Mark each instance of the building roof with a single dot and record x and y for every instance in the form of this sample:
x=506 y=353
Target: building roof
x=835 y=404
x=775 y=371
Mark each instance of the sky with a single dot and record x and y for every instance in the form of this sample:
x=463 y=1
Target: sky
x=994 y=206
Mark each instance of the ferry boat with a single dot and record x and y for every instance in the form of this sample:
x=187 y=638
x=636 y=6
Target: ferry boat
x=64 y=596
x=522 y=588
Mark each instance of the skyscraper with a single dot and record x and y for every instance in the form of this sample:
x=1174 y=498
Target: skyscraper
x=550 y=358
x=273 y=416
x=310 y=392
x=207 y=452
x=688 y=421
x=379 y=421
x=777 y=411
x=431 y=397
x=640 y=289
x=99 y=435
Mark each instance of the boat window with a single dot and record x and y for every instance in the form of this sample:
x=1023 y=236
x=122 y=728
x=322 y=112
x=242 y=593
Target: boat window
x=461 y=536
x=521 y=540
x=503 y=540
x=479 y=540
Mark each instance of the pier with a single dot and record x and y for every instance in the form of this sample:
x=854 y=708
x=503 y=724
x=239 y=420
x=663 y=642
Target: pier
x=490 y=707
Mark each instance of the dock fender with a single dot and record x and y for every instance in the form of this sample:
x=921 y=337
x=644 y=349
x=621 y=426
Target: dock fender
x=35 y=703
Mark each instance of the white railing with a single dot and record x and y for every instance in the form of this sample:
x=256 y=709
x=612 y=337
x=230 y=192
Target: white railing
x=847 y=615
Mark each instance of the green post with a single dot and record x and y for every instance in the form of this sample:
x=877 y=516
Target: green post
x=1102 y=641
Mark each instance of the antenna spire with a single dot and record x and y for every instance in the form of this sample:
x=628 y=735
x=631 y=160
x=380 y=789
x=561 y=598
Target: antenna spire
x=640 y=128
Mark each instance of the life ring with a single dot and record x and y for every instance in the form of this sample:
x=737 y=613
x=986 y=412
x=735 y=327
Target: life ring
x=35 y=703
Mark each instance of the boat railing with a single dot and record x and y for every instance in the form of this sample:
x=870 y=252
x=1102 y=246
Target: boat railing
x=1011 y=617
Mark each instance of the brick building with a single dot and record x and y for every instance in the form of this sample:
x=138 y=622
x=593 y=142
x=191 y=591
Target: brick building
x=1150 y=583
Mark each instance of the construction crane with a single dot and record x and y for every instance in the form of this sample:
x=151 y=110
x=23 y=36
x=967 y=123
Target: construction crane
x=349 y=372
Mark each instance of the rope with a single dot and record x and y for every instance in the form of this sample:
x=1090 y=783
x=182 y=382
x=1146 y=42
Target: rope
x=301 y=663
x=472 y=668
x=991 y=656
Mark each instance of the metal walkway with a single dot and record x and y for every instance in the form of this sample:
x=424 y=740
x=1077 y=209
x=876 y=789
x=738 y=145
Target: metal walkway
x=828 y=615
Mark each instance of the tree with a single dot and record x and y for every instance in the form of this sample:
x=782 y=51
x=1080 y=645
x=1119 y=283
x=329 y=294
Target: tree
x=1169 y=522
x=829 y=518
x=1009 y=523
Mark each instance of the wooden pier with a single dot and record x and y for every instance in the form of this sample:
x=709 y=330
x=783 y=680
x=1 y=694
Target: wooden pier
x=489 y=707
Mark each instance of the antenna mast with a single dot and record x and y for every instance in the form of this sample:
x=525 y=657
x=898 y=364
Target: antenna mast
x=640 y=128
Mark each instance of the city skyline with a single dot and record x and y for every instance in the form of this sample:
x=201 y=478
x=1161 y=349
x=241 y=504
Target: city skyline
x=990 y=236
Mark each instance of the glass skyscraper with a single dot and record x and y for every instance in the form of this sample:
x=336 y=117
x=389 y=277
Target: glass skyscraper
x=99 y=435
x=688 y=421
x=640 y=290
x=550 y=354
※ ※ ※
- Exercise:
Reproduce all of the records above with every occurrence of "single dot" swapped for "single point", keeping everything else identical.

- Response to the task:
Mark each instance of the building roof with a single point and record x and y for every instance in the form of this sample:
x=506 y=353
Target: building roof
x=835 y=404
x=775 y=371
Mark each instance of the sky with a single point and record x and y for every instance in the form of this sample:
x=463 y=1
Target: sky
x=994 y=206
Mark each instance of the ferry boat with a single point and record x and y for every instance in the form of this sample:
x=187 y=638
x=636 y=6
Target: ferry boat
x=64 y=596
x=522 y=588
Mark each instance of the skyscraper with a single point and record x and y for every instance in the form of this sample:
x=1174 y=498
Target: skyscraper
x=550 y=358
x=273 y=416
x=310 y=392
x=207 y=452
x=688 y=421
x=379 y=421
x=777 y=411
x=431 y=397
x=640 y=289
x=99 y=435
Mark each instance of the boat window with a single point and record x and y for every instance in the form of this sample:
x=1023 y=236
x=122 y=728
x=322 y=112
x=242 y=593
Target: boat window
x=461 y=536
x=521 y=540
x=503 y=540
x=479 y=540
Mark each instance of the pier with a single point and record x and y for every instance in the form of this sample:
x=854 y=708
x=503 y=724
x=239 y=420
x=663 y=642
Target: pier
x=490 y=707
Mark each instance of the dock fender with a single point and record x and y for every instance in the form of this sample:
x=921 y=337
x=644 y=349
x=621 y=426
Target: dock fender
x=35 y=703
Mark each instance of the white railing with a single point and record x and y for every instance in the form of this sample:
x=256 y=709
x=612 y=337
x=230 y=192
Target: white railing
x=847 y=615
Mark each instance of the green post with a single point and record x and y for every instance in the form of this sample:
x=877 y=516
Target: green post
x=1102 y=641
Mark each instance of the antenna spire with a single point and record x and y for every instance in the form of this sample:
x=628 y=735
x=631 y=160
x=380 y=789
x=561 y=598
Target: antenna spire
x=640 y=128
Mark each instance of the life ring with a single point and record x and y for every instance in the form of this sample:
x=737 y=613
x=986 y=412
x=735 y=327
Target: life ring
x=35 y=703
Mark each instance of the boat railing with a single point and record x and y for every instance in the form of this sample:
x=870 y=252
x=1102 y=246
Target: boat railing
x=1011 y=617
Mark each instance of the brick building with a single point and record x and y for every instance in the form of this sample:
x=138 y=622
x=593 y=142
x=191 y=591
Target: brick building
x=1150 y=583
Mark each instance of the construction crane with a single point and record x and y for every instance in the form of this sample:
x=151 y=110
x=23 y=36
x=967 y=123
Target: construction crane
x=349 y=372
Mark each instance of the rope with a single point and record x and y for every instance in the form of this sample:
x=1090 y=783
x=182 y=382
x=1146 y=42
Target: rope
x=301 y=663
x=472 y=668
x=991 y=656
Mark each instance of the metal walkway with a single point and record x and y for every instance in the form of this sample:
x=424 y=740
x=1077 y=209
x=876 y=789
x=738 y=145
Target: metal walkway
x=828 y=615
Mark each instance of the tree with a single point and record x and y for every instance in the form of this sample:
x=782 y=51
x=1080 y=645
x=1119 y=283
x=329 y=294
Target: tree
x=1169 y=522
x=829 y=518
x=1009 y=523
Mark each instance of the wooden pier with a single point and record x and y for every instance in the form of this sample:
x=709 y=330
x=783 y=680
x=1 y=694
Target: wooden pier
x=489 y=707
Mark each instance of the antenna mast with a single point and record x and y for every instance in the form of this sample:
x=525 y=657
x=898 y=364
Target: antenna mast
x=640 y=128
Mark each instance of the city skyline with a single point and record x and y for every instance in the form of this sample:
x=201 y=478
x=1161 y=349
x=241 y=504
Target: city skyline
x=990 y=236
Mark each instance of the glass skyscraper with a single point and record x and y for every instance in the form of this sample:
x=336 y=117
x=389 y=277
Target: glass skyscraper
x=99 y=435
x=688 y=421
x=640 y=290
x=550 y=354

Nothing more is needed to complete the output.